REQUIRED WORK: Print the line containing "Task: point out the military" and every later line of the records. Keep each one exactly as given, ending with the last.
*** Opening of INPUT MATERIAL ***
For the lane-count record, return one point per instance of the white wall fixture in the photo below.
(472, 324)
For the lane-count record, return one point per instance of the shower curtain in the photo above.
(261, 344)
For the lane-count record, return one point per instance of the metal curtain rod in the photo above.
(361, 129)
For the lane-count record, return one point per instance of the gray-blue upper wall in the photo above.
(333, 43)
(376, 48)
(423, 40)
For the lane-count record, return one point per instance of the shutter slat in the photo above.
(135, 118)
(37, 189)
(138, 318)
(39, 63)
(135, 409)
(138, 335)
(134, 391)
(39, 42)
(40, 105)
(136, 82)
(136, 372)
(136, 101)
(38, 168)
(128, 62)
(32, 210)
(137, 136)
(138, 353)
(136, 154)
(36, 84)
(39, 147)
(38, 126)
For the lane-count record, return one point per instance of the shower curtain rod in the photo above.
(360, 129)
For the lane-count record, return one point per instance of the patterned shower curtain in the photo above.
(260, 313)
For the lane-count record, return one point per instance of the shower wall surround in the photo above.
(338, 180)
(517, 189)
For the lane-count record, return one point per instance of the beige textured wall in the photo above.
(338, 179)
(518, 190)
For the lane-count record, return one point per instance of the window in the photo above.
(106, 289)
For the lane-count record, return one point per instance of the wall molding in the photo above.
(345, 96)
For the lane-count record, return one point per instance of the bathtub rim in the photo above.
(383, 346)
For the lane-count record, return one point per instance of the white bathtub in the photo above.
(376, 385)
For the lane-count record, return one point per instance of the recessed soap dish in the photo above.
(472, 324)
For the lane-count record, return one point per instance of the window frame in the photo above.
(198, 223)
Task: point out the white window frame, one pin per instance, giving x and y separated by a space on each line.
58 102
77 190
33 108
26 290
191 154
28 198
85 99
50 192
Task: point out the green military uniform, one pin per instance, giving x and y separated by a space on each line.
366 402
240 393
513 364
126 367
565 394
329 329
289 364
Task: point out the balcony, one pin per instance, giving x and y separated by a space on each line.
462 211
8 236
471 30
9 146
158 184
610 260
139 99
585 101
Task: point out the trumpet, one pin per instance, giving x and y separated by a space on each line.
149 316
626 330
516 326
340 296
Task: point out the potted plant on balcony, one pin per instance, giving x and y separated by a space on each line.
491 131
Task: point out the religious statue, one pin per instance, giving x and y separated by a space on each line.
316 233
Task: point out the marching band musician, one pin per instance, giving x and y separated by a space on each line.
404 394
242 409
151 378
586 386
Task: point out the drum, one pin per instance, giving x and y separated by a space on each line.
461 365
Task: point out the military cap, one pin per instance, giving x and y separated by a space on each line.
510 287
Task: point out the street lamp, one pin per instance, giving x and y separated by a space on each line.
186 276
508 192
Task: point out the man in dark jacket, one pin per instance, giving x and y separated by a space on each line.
*** Close of INPUT MATERIAL ***
EXPECTED ANSWER:
Task: point out the military cap, one pin per instance, giving x and y separated by a space on each line.
510 287
Task: point out the street lamp, one pin per instance, giving x and y separated by a space on each line.
186 276
508 192
Task: point out the man in dark jacket, one pin per instance, giving x and y separated by a space on each line.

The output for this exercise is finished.